Task statement: Resize the entries from the line that has "Where can the white ribbon be" through the last line of the entries, copying every line in full. Multiply each answer coordinate by 0.55 and round it to a whole number, halves up, leaving all other text and numbers, including the sample coordinates, unchanged.

Data for this task:
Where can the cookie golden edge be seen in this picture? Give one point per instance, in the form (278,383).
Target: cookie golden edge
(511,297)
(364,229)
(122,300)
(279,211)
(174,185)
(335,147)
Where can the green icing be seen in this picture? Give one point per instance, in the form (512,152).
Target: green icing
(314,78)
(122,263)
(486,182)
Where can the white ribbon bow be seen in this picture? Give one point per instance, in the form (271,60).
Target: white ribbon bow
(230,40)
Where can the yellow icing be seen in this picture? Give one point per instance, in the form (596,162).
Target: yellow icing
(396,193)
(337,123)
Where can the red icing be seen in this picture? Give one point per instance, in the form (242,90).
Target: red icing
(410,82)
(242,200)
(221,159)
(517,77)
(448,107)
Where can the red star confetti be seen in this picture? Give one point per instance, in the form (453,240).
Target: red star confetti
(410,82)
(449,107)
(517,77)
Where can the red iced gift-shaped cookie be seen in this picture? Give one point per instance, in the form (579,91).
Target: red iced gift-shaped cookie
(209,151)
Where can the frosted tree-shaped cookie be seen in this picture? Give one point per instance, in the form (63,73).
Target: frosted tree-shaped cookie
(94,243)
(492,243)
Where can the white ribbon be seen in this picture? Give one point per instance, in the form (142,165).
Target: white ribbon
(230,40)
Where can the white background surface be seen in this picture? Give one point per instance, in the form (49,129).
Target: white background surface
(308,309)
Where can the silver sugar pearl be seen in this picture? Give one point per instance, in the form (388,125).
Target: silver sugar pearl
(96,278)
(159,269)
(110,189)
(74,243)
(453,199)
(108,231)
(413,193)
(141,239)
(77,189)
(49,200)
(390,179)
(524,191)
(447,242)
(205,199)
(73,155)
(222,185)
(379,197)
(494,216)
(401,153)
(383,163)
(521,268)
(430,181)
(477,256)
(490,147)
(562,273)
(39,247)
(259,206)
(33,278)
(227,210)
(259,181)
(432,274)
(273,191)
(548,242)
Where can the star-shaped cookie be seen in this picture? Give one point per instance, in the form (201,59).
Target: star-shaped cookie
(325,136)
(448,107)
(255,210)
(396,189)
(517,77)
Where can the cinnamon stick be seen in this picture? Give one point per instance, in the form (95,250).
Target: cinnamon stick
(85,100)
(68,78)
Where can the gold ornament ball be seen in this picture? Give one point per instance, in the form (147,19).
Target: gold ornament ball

Written answer:
Where can the white ribbon be seen in this picture? Give one point per instance, in the form (142,165).
Target: white ribbon
(127,22)
Where can the white background surface be seen in this picture? Give one point per instance, in the form (49,129).
Target: white background surface
(169,170)
Where can the silver sugar pearl be seen in this picture? Give one point per instance, in the form (388,125).
Target: silver sugar pearl
(53,153)
(87,148)
(61,104)
(41,134)
(249,109)
(59,127)
(227,106)
(78,131)
(42,104)
(27,110)
(215,98)
(288,105)
(246,133)
(113,109)
(40,85)
(122,102)
(208,108)
(272,119)
(221,84)
(211,90)
(287,147)
(237,100)
(262,141)
(270,81)
(309,150)
(21,136)
(142,113)
(18,153)
(125,116)
(142,100)
(238,151)
(150,105)
(301,133)
Where can the star-shaped cookie be seen in this picture? Give one point per instance, in the form (201,59).
Target: star-shaped cookie
(179,75)
(246,59)
(140,116)
(218,104)
(284,42)
Where can the cinnamon stick be seen in this picture? Give one point per instance, in the form (95,250).
Target: cinnamon stick
(47,55)
(37,43)
Where can the gold ornament ball be seen in this picture? Give one point per instance, in the form (147,19).
Target: gold ornament ball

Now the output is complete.